## Start Provided text

February: Advice for the Next Mayor

By Chris Satullo and Eileen Kenna

If you had the ear of Philadelphia's next mayor for five minutes - and five minutes only - what are the three or four best and most vital pieces of advice you'd offer?

 That was the prompt driving the Sunday Breakfast Club's February program, held last Wednesday at the Fitler Club.   The 80-plus people in attendance dove eagerly into the evening's interactive format.

 First up with their nuggets of advice were four people deeply engaged in the areas of neighborhood development, civic engagement, education, and public safety?

 Vaughn Ross is a former deputy chief of staff to Mayor James Kenney, who now runs an economic and community development firm called Rvesta.  Here was his advice:

 Dream big:  "I would say, first, build a subway. By that I mean, not necessarily a subway, but something big, so monumentally big that Philadelphians feel they are living in a city that they don't live in now."  New mayors, he observed, never have more political capital than when they take office; they have a limited time to spend it.  "Do not limit your imagination" in deciding what big goal to tackle in year one, Ross advised.

 Second, he said, "make every Philadelphia neighborhood a neighborhood of choice."  The city has some neighborhoods that people choose to move to from all over the nation, he said, but it also has other neighborhoods where people have chosen to live for 50 years, but which the city government mostly ignores.  Show residents of those areas that they are also valued and appreciated, Ross said.

## End Provided text

* _Problem set_
a – Name the areas in which, according to the article on advice for Philadelphia's next mayor, the first four advice-givers were deeply engaged.
b – Write the next part of the article on advice for Philadelphia's next mayor, picking up after its final sentence.

## Start Records provided

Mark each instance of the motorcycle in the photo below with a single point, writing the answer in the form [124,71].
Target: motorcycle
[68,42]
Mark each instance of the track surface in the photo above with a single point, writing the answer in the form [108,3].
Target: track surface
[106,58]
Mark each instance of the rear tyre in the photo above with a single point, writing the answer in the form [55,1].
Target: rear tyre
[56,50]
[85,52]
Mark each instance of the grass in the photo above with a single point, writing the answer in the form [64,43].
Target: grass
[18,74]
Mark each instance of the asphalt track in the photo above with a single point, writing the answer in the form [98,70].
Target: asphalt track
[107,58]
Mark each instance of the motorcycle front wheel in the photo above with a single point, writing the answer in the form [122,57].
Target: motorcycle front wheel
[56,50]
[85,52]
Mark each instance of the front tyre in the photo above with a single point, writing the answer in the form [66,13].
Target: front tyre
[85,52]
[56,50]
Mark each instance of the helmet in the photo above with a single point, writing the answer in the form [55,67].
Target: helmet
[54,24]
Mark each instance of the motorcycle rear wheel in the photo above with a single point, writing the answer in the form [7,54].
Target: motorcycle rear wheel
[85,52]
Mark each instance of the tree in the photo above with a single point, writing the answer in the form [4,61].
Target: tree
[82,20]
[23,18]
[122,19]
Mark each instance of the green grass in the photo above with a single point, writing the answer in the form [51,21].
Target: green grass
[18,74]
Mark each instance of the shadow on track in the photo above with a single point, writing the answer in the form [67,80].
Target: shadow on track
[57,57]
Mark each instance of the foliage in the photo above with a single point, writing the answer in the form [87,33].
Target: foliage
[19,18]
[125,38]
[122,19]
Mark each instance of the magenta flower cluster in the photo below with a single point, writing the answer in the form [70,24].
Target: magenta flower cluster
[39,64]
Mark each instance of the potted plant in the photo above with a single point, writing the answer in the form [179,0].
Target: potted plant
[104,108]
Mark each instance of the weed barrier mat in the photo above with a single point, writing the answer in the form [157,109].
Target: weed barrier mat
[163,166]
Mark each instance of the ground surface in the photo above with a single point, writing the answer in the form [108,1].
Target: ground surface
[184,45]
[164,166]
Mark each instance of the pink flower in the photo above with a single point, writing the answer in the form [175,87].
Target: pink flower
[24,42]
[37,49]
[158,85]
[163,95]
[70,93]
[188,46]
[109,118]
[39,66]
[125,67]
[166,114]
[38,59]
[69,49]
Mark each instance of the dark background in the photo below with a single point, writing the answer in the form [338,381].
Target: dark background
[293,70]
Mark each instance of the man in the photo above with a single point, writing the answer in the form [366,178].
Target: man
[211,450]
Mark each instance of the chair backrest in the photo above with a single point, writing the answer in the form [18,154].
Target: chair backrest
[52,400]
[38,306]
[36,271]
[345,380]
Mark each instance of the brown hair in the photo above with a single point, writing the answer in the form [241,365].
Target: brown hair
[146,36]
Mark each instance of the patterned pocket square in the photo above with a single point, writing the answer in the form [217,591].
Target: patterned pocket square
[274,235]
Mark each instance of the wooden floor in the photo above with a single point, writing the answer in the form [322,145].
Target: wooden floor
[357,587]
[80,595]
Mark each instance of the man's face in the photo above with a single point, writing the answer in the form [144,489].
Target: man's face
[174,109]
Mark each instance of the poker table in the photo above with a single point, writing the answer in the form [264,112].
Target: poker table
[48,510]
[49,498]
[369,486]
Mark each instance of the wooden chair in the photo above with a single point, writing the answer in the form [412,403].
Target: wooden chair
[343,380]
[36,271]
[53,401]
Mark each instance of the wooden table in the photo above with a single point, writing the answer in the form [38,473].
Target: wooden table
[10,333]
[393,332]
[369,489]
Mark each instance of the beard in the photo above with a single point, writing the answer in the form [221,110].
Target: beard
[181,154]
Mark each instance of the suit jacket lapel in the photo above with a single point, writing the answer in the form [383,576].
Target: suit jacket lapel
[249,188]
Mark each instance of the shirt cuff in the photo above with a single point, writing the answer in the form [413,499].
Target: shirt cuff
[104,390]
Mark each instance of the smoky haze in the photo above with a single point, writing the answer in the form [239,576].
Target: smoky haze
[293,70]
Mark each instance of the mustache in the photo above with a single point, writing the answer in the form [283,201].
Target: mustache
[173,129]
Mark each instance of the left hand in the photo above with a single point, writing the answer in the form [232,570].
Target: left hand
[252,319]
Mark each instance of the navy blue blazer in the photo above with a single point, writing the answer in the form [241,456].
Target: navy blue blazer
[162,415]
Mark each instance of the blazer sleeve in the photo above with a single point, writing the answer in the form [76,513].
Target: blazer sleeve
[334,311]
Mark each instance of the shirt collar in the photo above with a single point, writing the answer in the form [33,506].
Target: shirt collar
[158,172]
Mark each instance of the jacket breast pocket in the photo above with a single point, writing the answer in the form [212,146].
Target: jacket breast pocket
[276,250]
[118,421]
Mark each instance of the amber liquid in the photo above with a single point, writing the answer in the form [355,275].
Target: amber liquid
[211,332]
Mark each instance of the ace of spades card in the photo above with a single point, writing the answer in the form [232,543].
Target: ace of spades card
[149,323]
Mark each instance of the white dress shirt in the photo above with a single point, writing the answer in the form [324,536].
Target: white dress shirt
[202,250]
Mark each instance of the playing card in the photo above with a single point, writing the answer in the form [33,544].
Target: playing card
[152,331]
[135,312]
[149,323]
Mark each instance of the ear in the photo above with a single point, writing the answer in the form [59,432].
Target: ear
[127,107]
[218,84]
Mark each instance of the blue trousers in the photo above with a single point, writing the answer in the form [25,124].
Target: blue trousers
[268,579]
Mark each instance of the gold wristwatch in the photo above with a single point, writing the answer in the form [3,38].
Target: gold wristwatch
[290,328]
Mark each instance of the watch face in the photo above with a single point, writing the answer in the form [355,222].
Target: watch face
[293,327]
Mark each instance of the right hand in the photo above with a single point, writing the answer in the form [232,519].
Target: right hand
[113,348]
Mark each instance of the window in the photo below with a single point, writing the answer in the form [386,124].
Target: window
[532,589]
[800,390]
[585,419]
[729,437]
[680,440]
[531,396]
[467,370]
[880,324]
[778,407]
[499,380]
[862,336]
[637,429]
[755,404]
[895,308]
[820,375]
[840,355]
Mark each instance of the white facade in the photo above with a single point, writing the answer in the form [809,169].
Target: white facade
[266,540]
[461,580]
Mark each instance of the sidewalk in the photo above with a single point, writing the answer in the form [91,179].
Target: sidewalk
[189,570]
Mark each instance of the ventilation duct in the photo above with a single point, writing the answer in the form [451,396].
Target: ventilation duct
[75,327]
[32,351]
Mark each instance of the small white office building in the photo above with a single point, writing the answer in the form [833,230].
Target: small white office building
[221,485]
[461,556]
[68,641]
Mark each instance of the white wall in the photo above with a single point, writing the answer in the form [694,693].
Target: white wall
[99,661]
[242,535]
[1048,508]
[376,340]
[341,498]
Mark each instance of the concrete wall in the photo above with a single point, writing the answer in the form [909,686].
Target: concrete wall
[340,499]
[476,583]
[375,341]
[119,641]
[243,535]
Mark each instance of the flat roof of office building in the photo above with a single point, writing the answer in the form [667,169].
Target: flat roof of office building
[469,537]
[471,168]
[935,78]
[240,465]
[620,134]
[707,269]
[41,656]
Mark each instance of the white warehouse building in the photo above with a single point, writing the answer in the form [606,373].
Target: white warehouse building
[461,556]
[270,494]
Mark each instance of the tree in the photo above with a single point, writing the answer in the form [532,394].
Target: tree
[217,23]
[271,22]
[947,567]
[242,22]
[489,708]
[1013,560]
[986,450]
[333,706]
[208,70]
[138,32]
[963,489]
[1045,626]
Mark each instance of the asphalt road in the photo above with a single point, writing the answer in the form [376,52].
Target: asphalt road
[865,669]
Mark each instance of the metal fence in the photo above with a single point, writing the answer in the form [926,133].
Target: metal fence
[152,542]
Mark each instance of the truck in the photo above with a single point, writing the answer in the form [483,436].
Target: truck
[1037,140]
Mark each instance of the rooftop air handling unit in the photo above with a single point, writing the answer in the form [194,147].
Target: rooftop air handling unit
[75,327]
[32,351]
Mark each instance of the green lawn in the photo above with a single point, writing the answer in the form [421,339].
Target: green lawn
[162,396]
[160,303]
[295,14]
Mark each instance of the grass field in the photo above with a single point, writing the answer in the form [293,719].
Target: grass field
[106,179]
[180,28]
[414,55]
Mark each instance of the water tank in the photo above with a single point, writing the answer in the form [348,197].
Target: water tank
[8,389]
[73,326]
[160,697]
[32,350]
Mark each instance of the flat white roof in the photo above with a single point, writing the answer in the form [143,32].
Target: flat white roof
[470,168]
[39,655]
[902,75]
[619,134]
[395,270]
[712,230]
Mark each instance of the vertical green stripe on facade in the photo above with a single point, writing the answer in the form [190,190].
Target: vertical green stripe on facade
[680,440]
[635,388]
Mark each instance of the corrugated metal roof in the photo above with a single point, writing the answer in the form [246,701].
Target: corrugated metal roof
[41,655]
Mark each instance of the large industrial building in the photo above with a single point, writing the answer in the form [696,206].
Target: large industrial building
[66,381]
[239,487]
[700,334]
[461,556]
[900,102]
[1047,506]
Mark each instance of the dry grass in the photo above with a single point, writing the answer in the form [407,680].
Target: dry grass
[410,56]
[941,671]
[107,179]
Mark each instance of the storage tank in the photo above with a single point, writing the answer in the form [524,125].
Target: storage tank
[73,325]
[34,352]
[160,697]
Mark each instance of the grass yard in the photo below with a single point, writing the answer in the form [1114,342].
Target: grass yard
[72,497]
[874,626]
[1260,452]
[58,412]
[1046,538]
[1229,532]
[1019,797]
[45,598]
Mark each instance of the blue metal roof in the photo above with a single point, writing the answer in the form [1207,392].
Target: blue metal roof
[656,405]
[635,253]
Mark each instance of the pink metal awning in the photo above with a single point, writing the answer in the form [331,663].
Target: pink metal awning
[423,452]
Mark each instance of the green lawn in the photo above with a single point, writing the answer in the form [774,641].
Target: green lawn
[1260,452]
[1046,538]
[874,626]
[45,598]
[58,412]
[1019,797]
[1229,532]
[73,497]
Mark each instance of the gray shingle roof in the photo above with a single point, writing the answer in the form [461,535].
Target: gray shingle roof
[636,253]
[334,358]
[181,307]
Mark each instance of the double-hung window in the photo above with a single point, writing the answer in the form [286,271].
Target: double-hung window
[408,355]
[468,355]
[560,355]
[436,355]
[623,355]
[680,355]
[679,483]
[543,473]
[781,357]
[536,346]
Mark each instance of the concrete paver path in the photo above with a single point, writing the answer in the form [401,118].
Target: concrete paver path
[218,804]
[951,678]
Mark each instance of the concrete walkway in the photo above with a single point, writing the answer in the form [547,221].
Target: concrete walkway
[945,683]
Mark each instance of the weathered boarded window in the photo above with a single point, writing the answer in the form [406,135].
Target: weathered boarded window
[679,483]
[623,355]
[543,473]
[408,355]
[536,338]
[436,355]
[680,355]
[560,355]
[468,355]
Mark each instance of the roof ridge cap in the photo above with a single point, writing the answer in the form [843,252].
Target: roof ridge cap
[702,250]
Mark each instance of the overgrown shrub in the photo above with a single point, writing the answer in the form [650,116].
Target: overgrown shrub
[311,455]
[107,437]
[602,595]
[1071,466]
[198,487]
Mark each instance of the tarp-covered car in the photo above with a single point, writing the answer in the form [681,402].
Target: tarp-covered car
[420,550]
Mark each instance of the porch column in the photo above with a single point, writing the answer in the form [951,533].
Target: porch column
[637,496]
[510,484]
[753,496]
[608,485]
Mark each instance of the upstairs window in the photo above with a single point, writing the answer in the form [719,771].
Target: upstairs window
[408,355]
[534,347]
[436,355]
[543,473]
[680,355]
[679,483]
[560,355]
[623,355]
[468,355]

## End Records provided

* _Exercise responses_
a – Neighborhood development, civic engagement, education, and public safety.

b –
 Finally, he said he would tell the new mayor: "Embrace and enjoy the really fun and inspiring moments as mayor. Because the lows are way lower than you can imagine, no matter how much going in you think you know what the job is. They're worse, much worse, so you have to work to savor and remember the things that made you want to have this job in the first place."

 Kelsey DeMerlis, chair of Philadelphia's New Leaders Council and a city employee who works on community engagement, talked about what the city should do to attract and retain the young people who come here for college and professional schools.

 "What brought some like me back to Philly from New York City is the community," Demerlis said. "It’s about the people who are so passionate about this place."

 When your appeal is based on being a city of real neighborhoods, where people know each other and work to defend their quality of life, a mayor, she said, has to constantly ask, "What are we doing to bring jobs and businesses to these neighborhoods, to help the people here thrive?"

 It's also important to train young leaders in the city's systems of power, she said, so that they can be effective as agents of change in service of their values.

 Kate Callahan, executive director of Research for Action, which studies education reforms, echoed the calls for the next mayor to think big and think systemically.

 "I would say to this mayor: Of course, the issue is gun violence but that is a crisis and not a cause. The cause has been decades of disinvestment in communities, infrastructure and specifically schools, especially in those ZIP codes where there is the most violence."

  Tops on her to-do list was "invest in schools."  Requested aid increases for public schools that some dismiss as "exorbitant" really are designed only to get city schools up to "adequacy," she said.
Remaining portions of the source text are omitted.